§ Work request
Print the records exactly and in full, please; the pictures stay out.
Records to process section start
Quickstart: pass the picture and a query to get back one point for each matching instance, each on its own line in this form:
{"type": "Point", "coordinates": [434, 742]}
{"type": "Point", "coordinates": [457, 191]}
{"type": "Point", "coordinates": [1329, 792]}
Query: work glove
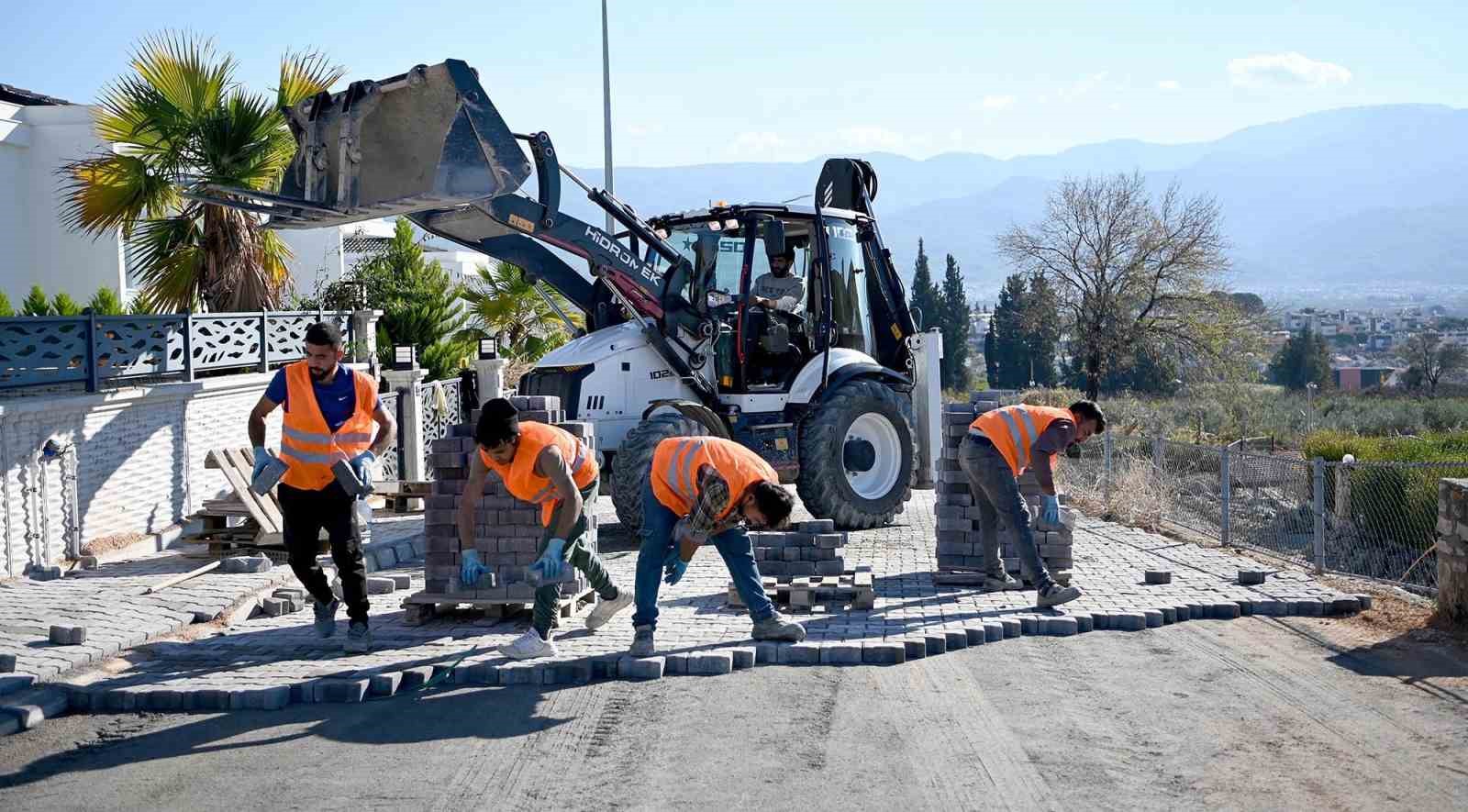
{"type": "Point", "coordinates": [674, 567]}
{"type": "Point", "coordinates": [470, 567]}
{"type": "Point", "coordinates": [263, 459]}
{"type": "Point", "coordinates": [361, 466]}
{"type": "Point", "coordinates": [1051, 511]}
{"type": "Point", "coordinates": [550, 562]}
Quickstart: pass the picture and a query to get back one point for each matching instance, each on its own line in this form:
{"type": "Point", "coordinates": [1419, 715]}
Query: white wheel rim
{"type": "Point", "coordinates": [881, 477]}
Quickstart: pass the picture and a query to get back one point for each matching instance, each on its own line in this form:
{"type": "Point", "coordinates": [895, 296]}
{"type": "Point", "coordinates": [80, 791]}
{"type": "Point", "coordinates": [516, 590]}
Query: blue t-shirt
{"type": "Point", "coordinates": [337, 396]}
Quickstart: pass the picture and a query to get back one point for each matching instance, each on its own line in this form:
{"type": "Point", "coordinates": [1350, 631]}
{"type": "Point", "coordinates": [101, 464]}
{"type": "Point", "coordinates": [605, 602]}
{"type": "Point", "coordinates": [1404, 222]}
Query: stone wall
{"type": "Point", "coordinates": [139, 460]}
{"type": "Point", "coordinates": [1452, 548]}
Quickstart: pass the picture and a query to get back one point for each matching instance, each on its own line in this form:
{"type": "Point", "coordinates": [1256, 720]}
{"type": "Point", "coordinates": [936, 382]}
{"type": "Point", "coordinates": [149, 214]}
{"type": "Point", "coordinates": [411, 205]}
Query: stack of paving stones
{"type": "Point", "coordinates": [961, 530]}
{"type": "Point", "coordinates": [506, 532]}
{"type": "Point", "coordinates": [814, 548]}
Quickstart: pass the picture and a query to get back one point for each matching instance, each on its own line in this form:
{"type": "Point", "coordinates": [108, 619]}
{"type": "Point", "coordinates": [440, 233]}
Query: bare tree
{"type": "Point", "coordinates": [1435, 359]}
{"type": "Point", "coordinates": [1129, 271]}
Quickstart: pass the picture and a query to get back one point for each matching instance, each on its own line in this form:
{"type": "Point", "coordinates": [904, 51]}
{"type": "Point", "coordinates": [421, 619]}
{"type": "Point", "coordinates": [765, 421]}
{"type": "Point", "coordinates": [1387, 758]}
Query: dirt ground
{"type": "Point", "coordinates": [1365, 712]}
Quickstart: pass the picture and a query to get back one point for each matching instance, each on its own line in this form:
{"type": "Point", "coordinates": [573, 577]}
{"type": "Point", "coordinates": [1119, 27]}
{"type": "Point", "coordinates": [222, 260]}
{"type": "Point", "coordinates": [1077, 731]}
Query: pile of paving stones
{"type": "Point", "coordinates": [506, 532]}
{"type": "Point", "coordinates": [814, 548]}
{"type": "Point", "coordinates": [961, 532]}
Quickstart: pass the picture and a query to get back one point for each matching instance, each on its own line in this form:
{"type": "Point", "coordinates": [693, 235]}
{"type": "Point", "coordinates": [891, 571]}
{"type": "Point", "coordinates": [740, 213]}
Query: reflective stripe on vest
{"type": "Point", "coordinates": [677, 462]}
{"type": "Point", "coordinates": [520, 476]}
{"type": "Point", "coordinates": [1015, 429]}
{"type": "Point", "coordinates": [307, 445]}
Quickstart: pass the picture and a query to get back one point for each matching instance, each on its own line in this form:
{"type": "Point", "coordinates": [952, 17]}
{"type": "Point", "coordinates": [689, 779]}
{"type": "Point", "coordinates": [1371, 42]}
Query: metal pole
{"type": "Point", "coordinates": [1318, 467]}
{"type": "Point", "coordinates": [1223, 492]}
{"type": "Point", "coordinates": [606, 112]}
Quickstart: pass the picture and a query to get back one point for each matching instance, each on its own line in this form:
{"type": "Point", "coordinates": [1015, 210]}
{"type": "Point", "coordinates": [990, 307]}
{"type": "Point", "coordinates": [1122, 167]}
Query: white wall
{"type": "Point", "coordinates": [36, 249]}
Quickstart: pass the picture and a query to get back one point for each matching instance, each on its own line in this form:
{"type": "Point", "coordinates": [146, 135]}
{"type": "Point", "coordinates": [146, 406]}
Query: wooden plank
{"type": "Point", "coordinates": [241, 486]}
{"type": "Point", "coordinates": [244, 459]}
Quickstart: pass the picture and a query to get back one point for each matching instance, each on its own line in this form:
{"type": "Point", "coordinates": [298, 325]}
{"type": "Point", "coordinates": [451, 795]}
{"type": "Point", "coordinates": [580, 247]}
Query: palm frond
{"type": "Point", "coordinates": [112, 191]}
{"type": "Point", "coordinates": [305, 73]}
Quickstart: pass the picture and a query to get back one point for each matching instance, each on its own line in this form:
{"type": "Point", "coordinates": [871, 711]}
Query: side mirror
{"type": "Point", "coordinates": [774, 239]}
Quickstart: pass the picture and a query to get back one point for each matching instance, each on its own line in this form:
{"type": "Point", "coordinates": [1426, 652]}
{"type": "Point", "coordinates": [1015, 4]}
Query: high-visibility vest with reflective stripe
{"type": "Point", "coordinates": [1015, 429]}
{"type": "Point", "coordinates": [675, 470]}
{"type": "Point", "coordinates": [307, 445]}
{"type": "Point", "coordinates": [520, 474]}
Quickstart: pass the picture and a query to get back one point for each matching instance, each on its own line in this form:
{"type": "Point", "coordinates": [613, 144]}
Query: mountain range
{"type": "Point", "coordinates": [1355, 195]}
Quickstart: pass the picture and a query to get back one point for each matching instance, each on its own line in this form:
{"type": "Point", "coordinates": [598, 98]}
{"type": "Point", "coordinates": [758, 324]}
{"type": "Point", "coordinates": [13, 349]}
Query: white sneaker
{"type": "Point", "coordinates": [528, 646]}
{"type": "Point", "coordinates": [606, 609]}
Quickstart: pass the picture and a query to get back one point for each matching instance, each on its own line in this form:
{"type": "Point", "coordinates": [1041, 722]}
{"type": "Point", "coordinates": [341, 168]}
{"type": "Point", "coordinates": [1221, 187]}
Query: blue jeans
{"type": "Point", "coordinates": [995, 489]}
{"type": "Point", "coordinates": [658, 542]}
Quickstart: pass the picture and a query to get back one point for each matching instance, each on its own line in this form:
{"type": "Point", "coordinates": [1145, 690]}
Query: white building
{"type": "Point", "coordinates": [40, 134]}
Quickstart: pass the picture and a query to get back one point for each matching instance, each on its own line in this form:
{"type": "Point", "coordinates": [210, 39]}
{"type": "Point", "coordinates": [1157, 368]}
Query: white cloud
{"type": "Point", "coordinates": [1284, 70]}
Records to process section end
§ Answer to the exercise
Quickstart: pass the picture and a query to get back one point for each matching instance, each on its own line in this form:
{"type": "Point", "coordinates": [434, 742]}
{"type": "Point", "coordinates": [457, 191]}
{"type": "Point", "coordinates": [1329, 792]}
Query: work glove
{"type": "Point", "coordinates": [674, 567]}
{"type": "Point", "coordinates": [470, 567]}
{"type": "Point", "coordinates": [263, 459]}
{"type": "Point", "coordinates": [361, 466]}
{"type": "Point", "coordinates": [1051, 511]}
{"type": "Point", "coordinates": [550, 562]}
Quickstart: pass the picture and a query to get back one point for each matching instance, each on its own line in this form:
{"type": "Point", "coordinates": [1419, 715]}
Query: white wheel rim
{"type": "Point", "coordinates": [881, 477]}
Quickstart: pass the picture and a query to get back one point for each matching instance, each on its own line in this form:
{"type": "Point", "coordinates": [895, 296]}
{"type": "Point", "coordinates": [80, 791]}
{"type": "Point", "coordinates": [516, 590]}
Query: blue t-shirt
{"type": "Point", "coordinates": [337, 396]}
Quickstart: pass the picture and a query to get back one point for each matching instance, each on its own line in this form:
{"type": "Point", "coordinates": [1350, 631]}
{"type": "Point", "coordinates": [101, 464]}
{"type": "Point", "coordinates": [605, 602]}
{"type": "Point", "coordinates": [1404, 222]}
Query: stone wall
{"type": "Point", "coordinates": [139, 460]}
{"type": "Point", "coordinates": [1452, 548]}
Quickstart: pass the picture and a query to get back one point for each matching instance, each on its own line in this form:
{"type": "Point", "coordinates": [1256, 720]}
{"type": "Point", "coordinates": [936, 382]}
{"type": "Point", "coordinates": [149, 214]}
{"type": "Point", "coordinates": [411, 205]}
Query: stack of paving stones
{"type": "Point", "coordinates": [961, 530]}
{"type": "Point", "coordinates": [506, 532]}
{"type": "Point", "coordinates": [814, 548]}
Quickstart: pass the picture and a query to get back one point for each matching instance, each on its own line in this form:
{"type": "Point", "coordinates": [108, 619]}
{"type": "Point", "coordinates": [440, 233]}
Query: bare tree
{"type": "Point", "coordinates": [1435, 359]}
{"type": "Point", "coordinates": [1129, 271]}
Quickstart: pass the picture and a query to get back one point for each matching instance, each on its own line in this form:
{"type": "Point", "coordinates": [904, 51]}
{"type": "Point", "coordinates": [421, 619]}
{"type": "Point", "coordinates": [765, 421]}
{"type": "Point", "coordinates": [1387, 758]}
Query: dirt ground
{"type": "Point", "coordinates": [1365, 712]}
Quickstart: pass the picture and a query to get back one point for each matching instance, each on its own line in this form:
{"type": "Point", "coordinates": [573, 577]}
{"type": "Point", "coordinates": [1119, 27]}
{"type": "Point", "coordinates": [222, 260]}
{"type": "Point", "coordinates": [1077, 731]}
Query: pile of paving stones
{"type": "Point", "coordinates": [506, 532]}
{"type": "Point", "coordinates": [814, 548]}
{"type": "Point", "coordinates": [961, 532]}
Quickstart: pass the picture and a query to get back one point for each matching instance, each on its own line in this form:
{"type": "Point", "coordinates": [693, 235]}
{"type": "Point", "coordinates": [891, 571]}
{"type": "Point", "coordinates": [740, 213]}
Query: reflective stripe on vest
{"type": "Point", "coordinates": [677, 462]}
{"type": "Point", "coordinates": [520, 476]}
{"type": "Point", "coordinates": [1015, 429]}
{"type": "Point", "coordinates": [307, 445]}
Quickstart: pass the picture and a query to get back one point for each matching instance, each on its own line in this form:
{"type": "Point", "coordinates": [952, 17]}
{"type": "Point", "coordinates": [689, 779]}
{"type": "Point", "coordinates": [1371, 42]}
Query: metal pole
{"type": "Point", "coordinates": [1318, 467]}
{"type": "Point", "coordinates": [1223, 492]}
{"type": "Point", "coordinates": [606, 112]}
Quickstart: pass the picture and a query to get back one point for each matching instance, each on its own line in this form:
{"type": "Point", "coordinates": [1015, 210]}
{"type": "Point", "coordinates": [990, 307]}
{"type": "Point", "coordinates": [1122, 167]}
Query: white wall
{"type": "Point", "coordinates": [36, 249]}
Quickstart: pass the picture and a query to get back one point for each matching instance, each on its own line in this form:
{"type": "Point", "coordinates": [146, 135]}
{"type": "Point", "coordinates": [146, 406]}
Query: wooden plank
{"type": "Point", "coordinates": [241, 486]}
{"type": "Point", "coordinates": [244, 459]}
Quickstart: pass the picture and a query to get back one point for each matching instance, each on its own line in this form:
{"type": "Point", "coordinates": [298, 325]}
{"type": "Point", "coordinates": [451, 795]}
{"type": "Point", "coordinates": [580, 247]}
Query: palm frond
{"type": "Point", "coordinates": [112, 191]}
{"type": "Point", "coordinates": [305, 73]}
Quickstart: pass the picture and a query to get back one point for each matching instance, each on its own line in this form:
{"type": "Point", "coordinates": [871, 711]}
Query: side mirror
{"type": "Point", "coordinates": [774, 239]}
Quickstart: pass the picture and a query to get back one point for each matching instance, each on its own line in this form:
{"type": "Point", "coordinates": [1426, 652]}
{"type": "Point", "coordinates": [1015, 4]}
Query: high-visibility vest with reflective stripe
{"type": "Point", "coordinates": [1015, 429]}
{"type": "Point", "coordinates": [675, 470]}
{"type": "Point", "coordinates": [307, 445]}
{"type": "Point", "coordinates": [520, 474]}
Quickstart: pass the picture and a query to get back one point for each matching instance, each on its own line in this form:
{"type": "Point", "coordinates": [613, 144]}
Query: mountain range
{"type": "Point", "coordinates": [1355, 195]}
Quickstart: pass the picture and a query to get back one point for each matching instance, each on its own line in this form:
{"type": "Point", "coordinates": [598, 98]}
{"type": "Point", "coordinates": [758, 324]}
{"type": "Point", "coordinates": [13, 349]}
Query: white sneaker
{"type": "Point", "coordinates": [528, 646]}
{"type": "Point", "coordinates": [606, 609]}
Quickstart: pass the picture and a query to get back one point for each matching instance, each on its own line in this form:
{"type": "Point", "coordinates": [1041, 722]}
{"type": "Point", "coordinates": [341, 168]}
{"type": "Point", "coordinates": [1221, 187]}
Query: blue jeans
{"type": "Point", "coordinates": [995, 489]}
{"type": "Point", "coordinates": [658, 542]}
Quickstart: pass the picture and a query to get back one point for each matching instance, each on its own line in this form:
{"type": "Point", "coordinates": [1145, 690]}
Query: white building
{"type": "Point", "coordinates": [40, 134]}
Quickstart: pass the picture and a query to get back one point for each matching instance, each on its own line in this form:
{"type": "Point", "coordinates": [210, 39]}
{"type": "Point", "coordinates": [1157, 368]}
Query: white cloud
{"type": "Point", "coordinates": [1284, 70]}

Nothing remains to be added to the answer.